Shadow of Oppression

Oppression of the nursing profession may likely for many nurses have it’s shadow base in academia (Pope, 2008). As Pope (p. 21) so clearly defined oppression:

“Freire defined oppression as the imposition of one person’s (or group’s) choice upon another in order to transform an individual’s consciousness to bring it in line with the oppressor’s. Prescription of thoughts, values, and behaviors are the basic elements of oppression (Freire, 1970; Rather, 1994). A behavior that is symptomatic of oppression is horizontal violence. It is the exercise of power against people in the same oppressed group. It is overt and covert non-physical hostility, such as criticism, sabotage, undermining, infighting, scapegoating and bickering (Hamlin, 2000; Duffy, 1995)”. For many of us, these experiences of oppressive behaviors and horizontal violence began in nursing school, propelled by both faculty and students alike. Yet, most of us remain unaware that what we are experiencing, the bullying, the anger, the backstabbing, are clearly symptoms of oppression. Hence the cycles continue until we take the brave steps toward shining the light on these issues.

Pope (2008) goes on to illuminate how in the shadow of oppression, the oppressed become the oppressors; she suggested it is only through a recognition of the world of oppression, reflecting and acknowledging the reality of our socio-cultrual and political worlds, that we can begin to take action against the oppressive elements of reality and also recognize our own role in our own oppression.

The problem is that failing to address this in academia, we send nurses out into the workplace who have come to either deny oppression or conversely accept it as the norm; we may have new and seasoned nurses who lack the capacity to reflect upon these issues and their origin, rather generally accepting them “as the way things are”. As Marks (2013) found in her work with nurses at a Magnet hospital, while the nurses felt empowered with their work with patients, they knew they were experiencing a lack of empowerment within the healthcare system, but they were not aware of this as a form oppression.

What you are asked to do →
Reproduce the full text on oppression in nursing word for word.

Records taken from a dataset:
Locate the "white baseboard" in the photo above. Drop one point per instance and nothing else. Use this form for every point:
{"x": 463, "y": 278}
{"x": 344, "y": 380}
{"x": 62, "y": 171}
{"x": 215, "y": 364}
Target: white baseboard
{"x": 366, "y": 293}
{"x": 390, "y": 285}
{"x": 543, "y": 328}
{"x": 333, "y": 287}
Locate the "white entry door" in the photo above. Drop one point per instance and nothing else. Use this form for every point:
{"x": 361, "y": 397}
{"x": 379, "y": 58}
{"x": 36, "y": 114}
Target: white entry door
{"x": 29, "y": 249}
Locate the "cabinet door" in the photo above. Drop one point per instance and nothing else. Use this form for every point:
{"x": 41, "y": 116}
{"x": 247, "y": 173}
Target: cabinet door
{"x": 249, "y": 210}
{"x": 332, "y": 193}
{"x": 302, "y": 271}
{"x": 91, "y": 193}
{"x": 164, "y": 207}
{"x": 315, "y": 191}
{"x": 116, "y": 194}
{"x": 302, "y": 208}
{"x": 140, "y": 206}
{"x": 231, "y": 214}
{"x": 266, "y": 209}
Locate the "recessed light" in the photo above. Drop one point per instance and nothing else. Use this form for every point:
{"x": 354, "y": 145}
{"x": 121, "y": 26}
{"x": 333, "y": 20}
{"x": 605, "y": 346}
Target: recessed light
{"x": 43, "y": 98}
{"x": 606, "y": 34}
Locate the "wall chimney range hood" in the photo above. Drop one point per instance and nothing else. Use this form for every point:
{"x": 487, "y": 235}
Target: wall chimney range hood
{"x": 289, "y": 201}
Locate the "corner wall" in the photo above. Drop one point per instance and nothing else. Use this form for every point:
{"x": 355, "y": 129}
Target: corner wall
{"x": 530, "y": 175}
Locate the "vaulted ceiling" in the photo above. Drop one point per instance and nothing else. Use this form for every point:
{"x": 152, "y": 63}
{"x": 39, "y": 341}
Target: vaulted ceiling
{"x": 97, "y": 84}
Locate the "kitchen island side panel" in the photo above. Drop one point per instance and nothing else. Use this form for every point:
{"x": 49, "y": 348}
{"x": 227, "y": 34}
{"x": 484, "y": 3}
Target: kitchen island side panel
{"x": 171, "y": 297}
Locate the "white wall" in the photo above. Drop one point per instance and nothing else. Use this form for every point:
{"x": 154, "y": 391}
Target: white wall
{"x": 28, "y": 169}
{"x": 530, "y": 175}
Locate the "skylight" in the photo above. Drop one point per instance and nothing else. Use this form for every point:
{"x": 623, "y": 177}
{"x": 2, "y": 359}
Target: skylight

Response box →
Shadow of Oppression

Oppression of the nursing profession may likely for many nurses have it’s shadow base in academia (Pope, 2008). As Pope (p. 21) so clearly defined oppression:

“Freire defined oppression as the imposition of one person’s (or group’s) choice upon another in order to transform an individual’s consciousness to bring it in line with the oppressor’s. Prescription of thoughts, values, and behaviors are the basic elements of oppression (Freire, 1970; Rather, 1994). A behavior that is symptomatic of oppression is horizontal violence. It is the exercise of power against people in the same oppressed group. It is overt and covert non-physical hostility, such as criticism, sabotage, undermining, infighting, scapegoating and bickering (Hamlin, 2000; Duffy, 1995)”. For many of us, these experiences of oppressive behaviors and horizontal violence began in nursing school, propelled by both faculty and students alike. Yet, most of us remain unaware that what we are experiencing, the bullying, the anger, the backstabbing, are clearly symptoms of oppression. Hence the cycles continue until we take the brave steps toward shining the light on these issues.

Pope (2008) goes on to illuminate how in the shadow of oppression, the oppressed become the oppressors; she suggested it is only through a recognition of the world of oppression, reflecting and acknowledging the reality of our socio-cultrual and political worlds, that we can begin to take action against the oppressive elements of reality and also recognize our own role in our own oppression.

The problem is that failing to address this in academia, we send nurses out into the workplace who have come to either deny oppression or conversely accept it as the norm; we may have new and seasoned nurses who lack the capacity to reflect upon these issues and their origin, rather generally accepting them “as the way things are”. As Marks (2013) found in her work with nurses at a Magnet hospital, while the nurses felt empowered with their work with patients, they knew they were experiencing a lack of empowerment within the healthcare system, but they were not aware of this as a form oppression.